__Page__:
* * * *

Description du tombeau de Nostradamus, avant destruction, en 1718 à Salon(1). L'emplacement initial, redécouvert au début de ce siècle, est aujourd'hui situé dans le restaurant La Brocherie, rue d'Hozier.

1. Tiré de l’ouvrage Nouvelle / description / de la france: / dans laquelle ont voit / le gouvernement général de ce royaume / celui du chaque province en particulier; / Et la description des Villes, Maisons Royales, / Châteaux, & Monumens les plus remarquables. / avec les distances des lieux / pour la commodité des Voyageurs. / par m. piganiol de la force / a paris / chez Florention Delaulne / rue Saint-Jacques à l'Empereur. / M.DCCXVIII / avec privilege du roy, propriété de M. et Mme Hugues et Francyane Walter, directeurs du Grand Hôtel de la Poste à Salon-de-Provence, 1, rue des Frères Kennedy, 13300 Salon-de-Provence (France); texte recopié lors de mon passage en cet établissement début juillet 1995 avec leur aimable consentement.

« En entrant dans l'Eglise des Cordeliers par la porte du cloître, à main droite contre la muraille est le tombeau de Nostradamus, qui n'est autre chose qu'une saillie d'un pied qui s'avance au devant du mur. Ce tombeau est quarré de la hauteur d'un homme debout, & le dessus est en forme de talus ou de pente. Son portrait qui est là, le représente tel qu'il étoit à l'âge de cinquante-neuf ans. Il paroît avoir été bel homme. Ses armes et celles de sa femme sont sur le tombeau & sur un lé de toile noire, qui est entre son épitaphe & son portrait. Cette épitaphe est gravée sur une pierre; la voici :
D. M. Ossa Clarissimi Michaëlis Nostradami, unius omnium mortalium judicio digni, cujus penè divino calamo totius orbis ex astrorum fluxu futuri eventus conscriberentur. Vixit annos LXII. mensis VI. dies X. Obiit Salonæ MDLXVI. Quietem posteri ne invidete. Anna Pontia Gemella Salonia conjux opt. V. F.

* * * *

__Informations fournies__:

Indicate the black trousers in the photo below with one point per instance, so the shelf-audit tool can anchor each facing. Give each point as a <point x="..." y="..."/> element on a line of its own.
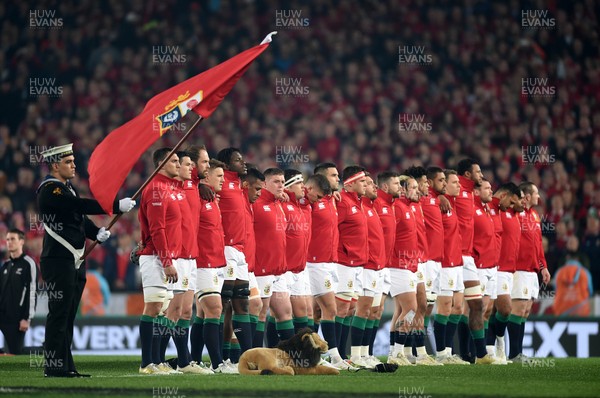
<point x="65" y="285"/>
<point x="13" y="338"/>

* * * *

__Votre objectif__: Reproduisez mot pour mot l'intégralité du texte sur le tombeau de Nostradamus. Ces lignes proviennent d'une autre source.

__Réponse complète__:
Description du tombeau de Nostradamus, avant destruction, en 1718 à Salon(1). L'emplacement initial, redécouvert au début de ce siècle, est aujourd'hui situé dans le restaurant La Brocherie, rue d'Hozier.

1. Tiré de l’ouvrage Nouvelle / description / de la france: / dans laquelle ont voit / le gouvernement général de ce royaume / celui du chaque province en particulier; / Et la description des Villes, Maisons Royales, / Châteaux, & Monumens les plus remarquables. / avec les distances des lieux / pour la commodité des Voyageurs. / par m. piganiol de la force / a paris / chez Florention Delaulne / rue Saint-Jacques à l'Empereur. / M.DCCXVIII / avec privilege du roy, propriété de M. et Mme Hugues et Francyane Walter, directeurs du Grand Hôtel de la Poste à Salon-de-Provence, 1, rue des Frères Kennedy, 13300 Salon-de-Provence (France); texte recopié lors de mon passage en cet établissement début juillet 1995 avec leur aimable consentement.

« En entrant dans l'Eglise des Cordeliers par la porte du cloître, à main droite contre la muraille est le tombeau de Nostradamus, qui n'est autre chose qu'une saillie d'un pied qui s'avance au devant du mur. Ce tombeau est quarré de la hauteur d'un homme debout, & le dessus est en forme de talus ou de pente. Son portrait qui est là, le représente tel qu'il étoit à l'âge de cinquante-neuf ans. Il paroît avoir été bel homme. Ses armes et celles de sa femme sont sur le tombeau & sur un lé de toile noire, qui est entre son épitaphe & son portrait. Cette épitaphe est gravée sur une pierre; la voici :
D. M. Ossa Clarissimi Michaëlis Nostradami, unius omnium mortalium judicio digni, cujus penè divino calamo totius orbis ex astrorum fluxu futuri eventus conscriberentur. Vixit annos LXII. mensis VI. dies X. Obiit Salonæ MDLXVI. Quietem posteri ne invidete. Anna Pontia Gemella Salonia conjux opt. V. F.